◆ **Input for this task**:
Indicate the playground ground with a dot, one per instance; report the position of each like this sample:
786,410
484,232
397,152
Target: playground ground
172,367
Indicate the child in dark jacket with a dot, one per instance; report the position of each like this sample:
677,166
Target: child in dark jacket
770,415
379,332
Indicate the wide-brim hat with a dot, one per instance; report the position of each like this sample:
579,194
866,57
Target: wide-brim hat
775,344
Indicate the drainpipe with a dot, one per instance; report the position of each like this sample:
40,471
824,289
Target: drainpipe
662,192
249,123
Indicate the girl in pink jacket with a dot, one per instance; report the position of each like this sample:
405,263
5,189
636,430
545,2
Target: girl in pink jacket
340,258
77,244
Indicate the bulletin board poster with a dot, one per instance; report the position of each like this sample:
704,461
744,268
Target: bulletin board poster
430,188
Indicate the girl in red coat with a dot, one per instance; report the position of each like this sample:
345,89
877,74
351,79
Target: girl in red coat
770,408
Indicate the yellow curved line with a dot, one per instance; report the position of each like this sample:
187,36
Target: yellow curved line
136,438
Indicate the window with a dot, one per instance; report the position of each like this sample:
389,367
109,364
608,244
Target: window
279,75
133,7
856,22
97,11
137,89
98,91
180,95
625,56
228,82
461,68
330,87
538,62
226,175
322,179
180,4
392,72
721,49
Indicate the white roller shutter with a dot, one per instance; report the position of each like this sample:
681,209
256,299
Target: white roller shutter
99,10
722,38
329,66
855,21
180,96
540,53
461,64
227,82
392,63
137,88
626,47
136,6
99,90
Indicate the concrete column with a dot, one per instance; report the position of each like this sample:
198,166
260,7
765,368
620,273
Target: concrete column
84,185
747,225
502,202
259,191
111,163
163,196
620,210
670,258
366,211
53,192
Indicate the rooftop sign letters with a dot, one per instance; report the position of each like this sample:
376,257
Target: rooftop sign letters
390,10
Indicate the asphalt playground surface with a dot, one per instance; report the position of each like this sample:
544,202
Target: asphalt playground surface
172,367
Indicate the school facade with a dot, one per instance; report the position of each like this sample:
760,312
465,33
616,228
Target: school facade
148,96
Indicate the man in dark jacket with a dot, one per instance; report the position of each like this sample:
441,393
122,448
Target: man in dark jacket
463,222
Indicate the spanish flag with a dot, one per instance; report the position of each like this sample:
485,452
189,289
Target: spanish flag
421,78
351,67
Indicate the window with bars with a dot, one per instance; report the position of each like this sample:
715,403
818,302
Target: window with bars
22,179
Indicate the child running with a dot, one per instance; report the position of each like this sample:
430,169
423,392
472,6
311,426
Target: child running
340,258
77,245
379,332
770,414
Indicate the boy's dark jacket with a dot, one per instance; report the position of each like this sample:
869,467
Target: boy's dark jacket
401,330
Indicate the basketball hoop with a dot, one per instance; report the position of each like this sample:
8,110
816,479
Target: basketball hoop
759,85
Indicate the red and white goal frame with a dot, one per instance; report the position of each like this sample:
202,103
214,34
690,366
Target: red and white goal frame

◆ **Work task**: Write the material out once more so that every line matches the original.

◆ **Response for this exercise**:
Indicate the playground ground with a dot, one per instance; report the position of each like this sample:
786,410
484,232
397,152
Target: playground ground
172,367
Indicate the child in dark jacket with a dot, one per instance; report the position of each like this sample:
677,166
Target: child in dark jacket
770,415
379,332
Indicate the wide-brim hat with a dot, one per instance; report the position of each like this sample:
579,194
866,57
Target: wide-brim hat
775,344
Indicate the drainpipe with a dot, one per instance; report the position of each like this sample:
40,471
824,289
Target: drainpipe
662,192
249,123
Indicate the girl in pink jacket with a dot, one per instance; report the position of each like this sample:
405,263
5,189
636,430
545,2
Target: girl in pink jacket
340,258
77,244
Indicate the bulletin board poster with a dot, one per instance; report the position of each like this sample:
704,461
744,268
Target: bulletin board poster
430,188
Indicate the girl in red coat with a dot, one per instance; report the position of each like this sample:
345,89
877,74
351,79
Target: girl in red coat
770,408
Indicate the yellow curved line with a dot, one per instance; report the position of each like this sample:
187,36
Target: yellow curved line
136,438
Indicate the window with a dot, one per instance; report the position of each like this sample:
389,367
109,364
608,244
Target: window
279,75
133,7
856,22
97,11
137,89
98,91
180,95
625,56
228,82
461,68
330,87
538,62
226,175
322,179
180,4
392,72
721,49
Indicate the white roller shutter with a dot, one per instance; report the position of each like this sample:
681,209
256,299
Target: white roller shutter
99,10
722,38
329,66
855,21
180,96
540,53
461,64
227,82
392,63
137,88
626,47
136,6
99,90
Indicate the concrete column with a dot, one per instance; report the position of each like this sample:
198,166
260,7
765,368
620,273
Target: concrete column
84,185
747,225
502,202
259,191
111,163
163,196
620,210
670,258
366,211
53,192
Indicate the rooftop sign letters with a dot, one per instance; report the position of each like this sample:
376,257
Target: rooftop sign letters
390,10
Indicate the asphalt playground surface with a dot, one per instance; report the position of each like this sample:
544,202
Target: asphalt playground surface
172,367
Indicate the school facade with a dot, one per instance; report the position of each like this sample:
760,312
465,33
616,228
Target: school facade
148,96
Indicate the man in dark jacket with a dot, one per instance; report the position of each like this sample:
441,393
122,448
Target: man in dark jacket
463,222
Indicate the spanish flag with a dot, one per instance; report the position of each like this sample:
485,452
189,289
Target: spanish flag
421,78
351,67
Indicate the window with bars with a dot, one per instance; report the position of each like this sample:
715,403
818,302
Target: window with bars
22,179
Indicate the child running with a dot, one per instance; report the position of each like this sample:
430,169
423,392
472,6
311,426
Target: child running
340,258
77,245
379,332
770,414
Indicate the boy's dark jacket with a dot, one per instance; report the position of each like this sample:
869,467
Target: boy's dark jacket
401,330
Indicate the basketball hoop with a dot, one per instance; report the position of each like this sample:
8,110
816,479
Target: basketball hoop
759,85
Indicate the red and white goal frame with a dot, one per instance; report the position of each like this sample:
202,103
214,34
690,366
Target: red and white goal frame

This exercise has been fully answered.